** Tasks and exercises **
(1) Answer these questions from the Societe Generale news article:
(a) By what percentage did Societe Generale's quarterly net income fall?
(b) Which two units did the bank sell at a loss?
(c) Which firm employs the fund manager Francois Chaulet?
(2) Duplicate a passage of the Societe Generale news article word for word, starting with "France's No. 2" and going on through "to cut deficits.".
(3) Go on with the Societe Generale news article, picking up after its last sentence.

* Q3 net profit slumps 86 pct, hit by one-off losses
* CEO Oudea warns economy to remain sluggish in 2013
* Investment bank cutback plan completed
* Talks ongoing over Egypt unit-CEO
* Shares up 0.4 pct
By Lionel Laurent and Matthias Blamont
PARIS, Nov 8 (Reuters) - Societe Generale reported a rebound in trading revenue and said a reshaping of its investment bank was complete, helping investors see past a plunge in quarterly profit due to the cost of shedding unwanted assets.
France's No. 2 listed bank, like many European rivals, has been slashing costs and selling businesses to meet tougher regulations designed to avoid a repeat of the 2008 financial crisis. The task has been complicated by slowing economic growth as governments drive through austerity measures to cut deficits.
Helped by a central bank-fuelled recovery in financial markets, SocGen on Thursday posted a threefold jump in quarterly fixed-income revenues and said it had completed its drive to slim down its investment bank and strengthen its balance sheet.
While this was not enough to offset losses booked on the sale of Greek unit Geniki and fund-management unit TCW - which took net income down by 86 percent - SocGen shares climbed as investors praised the bank's efforts to overcome a tougher economy and regulations.
"The plan to cut the balance sheet is complete ... The bank is forging a path towards confidence," said Francois Chaulet, a fund manager at Montsegur Finance in Paris, who owns shares of SocGen. "Confidence in the group's future is not yet completely priced in by the market."

** Listed records **

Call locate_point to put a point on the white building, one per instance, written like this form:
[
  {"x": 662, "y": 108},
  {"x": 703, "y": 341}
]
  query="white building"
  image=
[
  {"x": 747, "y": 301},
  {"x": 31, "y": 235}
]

** Per-task outputs **
(1)
(a) 86 percent
(b) Greek unit Geniki and fund-management unit TCW
(c) Montsegur Finance in Paris

(2)
France's No. 2 listed bank, like many European rivals, has been slashing costs and selling businesses to meet tougher regulations designed to avoid a repeat of the 2008 financial crisis. The task has been complicated by slowing economic growth as governments drive through austerity measures to cut deficits.

(3)
SocGen shares rose over 2 percent in early trade, and at 1010 GMT were 0.4 percent higher in a steady European market . The stock has surged about 40 percent year-to-date but is still trading at only half its tangible asset value, due in part to investor perception the bank is less financially robust than larger and better-capitalised rival BNP Paribas.
Despite a strong quarterly showing, the outlook for 2013 is still murky, SocGen Chief Executive Frederic Oudea warned.
"Economic growth should remain sluggish overall (in 2013), with a key uncertainty in the U.S. - the fiscal cliff - in the beginning of the year," Oudea said in an interview with Reuters Insider television, referring to the threat of expiring tax cuts and government expenditure in the United States.
"In the euro zone, we can't expect miracles."
Lenders across the globe, from Morgan Stanley in the United States to Commerzbank in Germany, are gearing up for deeper cuts to staff and costs to better withstand the uncertainty ahead.
Although SocGen stuck to its end-2013 target of reaching a Basel III core capital ratio of 9 to 9.5 percent, some analysts warned this was still dependent on the economic outlook and the bank's ability to sell assets at the right price.
"There are still concerns, in our view, about (SocGen's) capital adequacy and deterioration of cost of risk (loan-loss provisions) in corporate exposures," Espirito Santo analyst Andrew Lim said.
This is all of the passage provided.